A subset of the machine learning methods is the Neural Network, which is furthermore classified as a deep learning method. Both are subcategories of artificial intelligence. As the name machine learning indicates, the method can be trained by running through pre-tests. Once learned, the machine can generalize and then apply this knowledge to new data. The main difference between deep learning and machine learning consists in the way information are processed: Machine Learning needs structured Data, whereas the Neural Network can process huge datasets, which are partly non-structured - e.g. can transform pictures into numeric data. The more data that is transferred, the more accurate the result will be.

Especially the artificial Neural Network (ANN) are interesting for multiple Applications using e.g. face-/voice recognition.

Here is an example:

A human brain recognizes a person although their appearance is changing constantly, even if it sees only a small part of the face, like the eyes. A situation, which we had in the last two years a lot. A machine on the other hand usually needs the exact same information (photo). With the Neural Network we can train a machine to recognize a person in different movements and appearances, just as the human brain does.

Wuttke, L. (n.D.): can be found here

The developing ideas started in 1943 when Warren McCulloch and Walter Pitts connected some neurons to something resembling a net. Ever since then the development of the neural networks kept on going and since 2009 it is widely used, especially for tasks which are more demanding and contain a huge set of data. Since it is known for their efficient way of solving real world problems it is today one of the much extensively researched areas in computer science.

Data shown:
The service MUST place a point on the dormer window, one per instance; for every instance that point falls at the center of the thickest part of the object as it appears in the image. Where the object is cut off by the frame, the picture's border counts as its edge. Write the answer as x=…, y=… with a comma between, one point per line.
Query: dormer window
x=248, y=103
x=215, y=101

Set task A: Transcribe the part of the neural network text starting at "Wuttke, L. (n.D.): can" and ending at "in computer science.".
Set task B: List every person named in the neural network text.

Complete output A:
Wuttke, L. (n.D.): can be found here

The developing ideas started in 1943 when Warren McCulloch and Walter Pitts connected some neurons to something resembling a net. Ever since then the development of the neural networks kept on going and since 2009 it is widely used, especially for tasks which are more demanding and contain a huge set of data. Since it is known for their efficient way of solving real world problems it is today one of the much extensively researched areas in computer science.

Complete output B:
Wuttke, L.
Warren McCulloch
Walter Pitts